### Отрывок страницы
Читать книгу «Сны Григория Варсавы. Судьба и творчество Григория Сковороды» онлайн полностью📖 — Вячеслава Лютова — MyBook.
image

Затерянные корни

Найти корни простого и ничем не заметного казацкого рода Сковороды, да еще в темных ХУ1—ХУП веках – занятие практически безнадежное. Есть, конечно, некоторые предания, общая история казачества, есть даже семейные «сковородинские» байки – но все это вкупе лишь беглые и случайные картинки, штрихи (хотя я, может быть, и не прав – слишком многие исследования и источники мне в данное время и в данном месте попросту недоступны). Но как бы то ни было, этим эскизам пока и доверяюсь.

Прапрадеды Сковороды – без имени и отчества, – стоявшие у истоков казачества, скорее всего, как и другой люд, бегали некогда в Сечь голотой, нанимались, как и большинство прежних «доромановских» казаков, на заработки – «ходили казаковать», промышлять рыбой и зверем. Особое удовольствие доставляли походы – то на крымских татар, то на молдавских цыган, то на шляхту. Иногда, под винными парами, могли и Москве погрозить. В общем, разбой и кочевье, хотя и принявшее со временем «цивилизованное направление» и «государственные формы».

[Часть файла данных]
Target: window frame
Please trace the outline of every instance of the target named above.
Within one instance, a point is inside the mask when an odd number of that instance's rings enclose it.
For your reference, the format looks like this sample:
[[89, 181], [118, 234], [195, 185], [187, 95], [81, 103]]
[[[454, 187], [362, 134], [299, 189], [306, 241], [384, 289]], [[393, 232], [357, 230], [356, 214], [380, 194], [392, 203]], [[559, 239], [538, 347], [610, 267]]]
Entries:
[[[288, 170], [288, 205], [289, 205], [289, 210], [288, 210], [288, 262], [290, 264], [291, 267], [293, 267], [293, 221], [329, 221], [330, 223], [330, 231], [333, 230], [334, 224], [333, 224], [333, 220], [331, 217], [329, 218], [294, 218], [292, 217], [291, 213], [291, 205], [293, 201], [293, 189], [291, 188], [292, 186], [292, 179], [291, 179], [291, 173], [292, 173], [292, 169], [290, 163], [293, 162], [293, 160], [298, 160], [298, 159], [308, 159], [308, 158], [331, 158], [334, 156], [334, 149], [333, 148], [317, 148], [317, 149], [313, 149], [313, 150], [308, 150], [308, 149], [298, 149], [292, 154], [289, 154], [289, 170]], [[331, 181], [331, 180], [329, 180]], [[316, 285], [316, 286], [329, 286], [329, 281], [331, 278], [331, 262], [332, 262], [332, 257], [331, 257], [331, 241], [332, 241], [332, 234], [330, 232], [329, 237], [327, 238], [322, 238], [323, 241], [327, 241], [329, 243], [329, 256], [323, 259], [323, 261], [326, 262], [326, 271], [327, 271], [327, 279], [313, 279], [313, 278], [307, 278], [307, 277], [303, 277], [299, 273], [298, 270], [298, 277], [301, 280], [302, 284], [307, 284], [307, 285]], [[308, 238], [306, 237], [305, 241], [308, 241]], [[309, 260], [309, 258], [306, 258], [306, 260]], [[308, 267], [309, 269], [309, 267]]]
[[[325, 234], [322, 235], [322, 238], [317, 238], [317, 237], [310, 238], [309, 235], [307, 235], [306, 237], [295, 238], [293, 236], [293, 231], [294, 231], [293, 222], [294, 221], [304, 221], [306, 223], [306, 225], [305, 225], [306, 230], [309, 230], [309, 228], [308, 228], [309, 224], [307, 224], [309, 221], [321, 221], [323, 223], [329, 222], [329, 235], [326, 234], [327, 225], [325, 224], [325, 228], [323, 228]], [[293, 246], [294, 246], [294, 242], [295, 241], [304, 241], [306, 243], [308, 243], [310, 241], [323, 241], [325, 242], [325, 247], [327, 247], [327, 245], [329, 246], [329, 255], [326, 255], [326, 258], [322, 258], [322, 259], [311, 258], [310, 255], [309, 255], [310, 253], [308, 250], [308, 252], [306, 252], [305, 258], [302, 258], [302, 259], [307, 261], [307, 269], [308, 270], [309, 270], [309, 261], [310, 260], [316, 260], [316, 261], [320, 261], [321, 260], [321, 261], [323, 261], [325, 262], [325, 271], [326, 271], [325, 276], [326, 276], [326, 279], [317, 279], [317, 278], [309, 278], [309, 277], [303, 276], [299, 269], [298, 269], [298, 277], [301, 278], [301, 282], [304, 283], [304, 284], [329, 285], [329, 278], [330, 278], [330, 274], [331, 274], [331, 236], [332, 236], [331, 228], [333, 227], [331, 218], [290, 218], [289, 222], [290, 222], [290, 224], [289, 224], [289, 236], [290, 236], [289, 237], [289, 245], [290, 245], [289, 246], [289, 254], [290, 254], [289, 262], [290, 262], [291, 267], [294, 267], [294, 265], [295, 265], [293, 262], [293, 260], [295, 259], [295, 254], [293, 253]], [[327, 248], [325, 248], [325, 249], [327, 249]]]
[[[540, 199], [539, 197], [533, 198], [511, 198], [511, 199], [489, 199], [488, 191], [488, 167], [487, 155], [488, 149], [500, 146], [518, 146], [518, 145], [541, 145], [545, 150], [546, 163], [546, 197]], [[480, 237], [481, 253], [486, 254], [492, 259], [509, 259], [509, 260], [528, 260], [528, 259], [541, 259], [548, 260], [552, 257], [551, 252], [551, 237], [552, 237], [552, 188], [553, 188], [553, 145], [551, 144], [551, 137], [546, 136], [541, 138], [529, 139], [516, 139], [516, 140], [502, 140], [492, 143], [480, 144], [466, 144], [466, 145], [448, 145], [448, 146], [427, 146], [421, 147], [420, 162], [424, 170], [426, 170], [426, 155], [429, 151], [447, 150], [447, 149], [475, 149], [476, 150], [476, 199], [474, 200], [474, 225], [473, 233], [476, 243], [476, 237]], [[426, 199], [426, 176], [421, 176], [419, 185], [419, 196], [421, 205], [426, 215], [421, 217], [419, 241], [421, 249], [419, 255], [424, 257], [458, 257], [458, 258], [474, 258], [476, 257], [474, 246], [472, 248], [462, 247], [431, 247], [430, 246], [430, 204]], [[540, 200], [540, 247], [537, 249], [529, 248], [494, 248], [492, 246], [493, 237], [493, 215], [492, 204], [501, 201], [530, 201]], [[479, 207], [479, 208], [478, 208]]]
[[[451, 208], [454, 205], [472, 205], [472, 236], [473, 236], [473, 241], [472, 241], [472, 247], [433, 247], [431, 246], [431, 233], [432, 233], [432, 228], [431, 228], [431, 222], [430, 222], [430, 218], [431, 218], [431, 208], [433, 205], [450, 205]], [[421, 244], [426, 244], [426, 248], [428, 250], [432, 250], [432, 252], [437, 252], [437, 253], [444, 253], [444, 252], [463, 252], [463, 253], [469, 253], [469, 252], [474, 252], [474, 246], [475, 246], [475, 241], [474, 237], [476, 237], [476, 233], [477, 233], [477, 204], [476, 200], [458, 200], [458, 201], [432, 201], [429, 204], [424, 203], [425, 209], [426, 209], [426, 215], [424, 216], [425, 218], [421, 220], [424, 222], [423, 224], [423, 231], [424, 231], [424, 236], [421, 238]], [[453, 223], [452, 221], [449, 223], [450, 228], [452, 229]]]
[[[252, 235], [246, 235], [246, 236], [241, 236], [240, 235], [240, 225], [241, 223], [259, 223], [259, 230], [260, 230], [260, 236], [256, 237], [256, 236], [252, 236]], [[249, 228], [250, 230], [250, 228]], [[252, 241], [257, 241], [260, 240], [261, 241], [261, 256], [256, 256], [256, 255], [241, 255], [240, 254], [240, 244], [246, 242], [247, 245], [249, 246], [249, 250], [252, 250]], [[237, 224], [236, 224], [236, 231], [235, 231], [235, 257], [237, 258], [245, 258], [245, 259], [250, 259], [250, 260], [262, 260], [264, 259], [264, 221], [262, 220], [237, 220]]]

### Упражнения
• 1. Переведите на английский язык предложение из отрывка о предках Сковороды: «Особое удовольствие доставляли походы – то на крымских татар, то на молдавских цыган, то на шляхту.»
• 2. Выведите из отрывка о предках Сковороды часть текста от слов «Найти корни простого» до слов «эскизам пока и доверяюсь.» включительно.
• 3. Допишите следующую часть отрывка о предках Сковороды, начав сразу после его последнего предложения.
Для выполнения заданий листинг не понадобится.

### Итоговые ответы
• 1. Campaigns brought particular pleasure: now against the Crimean Tatars, now against the Moldavian Gypsies, now against the szlachta.

• 2.
Найти корни простого и ничем не заметного казацкого рода Сковороды, да еще в темных ХУ1—ХУП веках – занятие практически безнадежное. Есть, конечно, некоторые предания, общая история казачества, есть даже семейные «сковородинские» байки – но все это вкупе лишь беглые и случайные картинки, штрихи (хотя я, может быть, и не прав – слишком многие исследования и источники мне в данное время и в данном месте попросту недоступны). Но как бы то ни было, этим эскизам пока и доверяюсь.

• 3.
Немного известно (и то, должно быть, неправда) о прадеде Сковороды – он бродяжить по разудалой казацкой вольнице не стал, женился, зацепился за подол, назвался сиднем, гнездюком, хотя всякий раз возил в Сечь хлеб, а однажды даже провел там всю зиму, охраняя с другими куренями трофейные турецкие пушки и прочую запорожскую походную утварь. О нем сохранилась (а может быть, и придумалась) байка, что его некогда крестил сам гетман Сагайдачный незадолго до своей кончины.

Дед Сковороды тоже был неплох, не раз выбирался в куренные атаманы и даже ходил вместе с Хмельницким под Жванцы против ляхов, хотя и неудачно. Говорили, что душа у него была не на месте: сидя с казаками на засеке, мечтал о тихом хуторе и хлебном поле; гнездясь дома с женой и ребятишками, мечтал о походах и казацких подвигах. Так покоя и не нашел и тоской такой себя измучил.

От отца, Саввы Сковороды, будущий философ унаследовал миролюбие и благочестие, от матери – терпение и хороший голос. Это, пожалуй, единственное достоверное сообщение…

Реконструировать детство человека, затерявшееся где-то в начале ХУШ века, – задача сродни предыдущей. Но здесь есть хотя бы источник – целый абзац из хроники Ковалинского. Больше, к сожалению, довериться некому. И это тем печальнее, если учесть, что именно в детстве «вылепляется» сущность человека, и детские впечатления подчас становятся решающими (как здесь не вспомнить выросший из детских неврозов и страхов психоанализ ХХ века!)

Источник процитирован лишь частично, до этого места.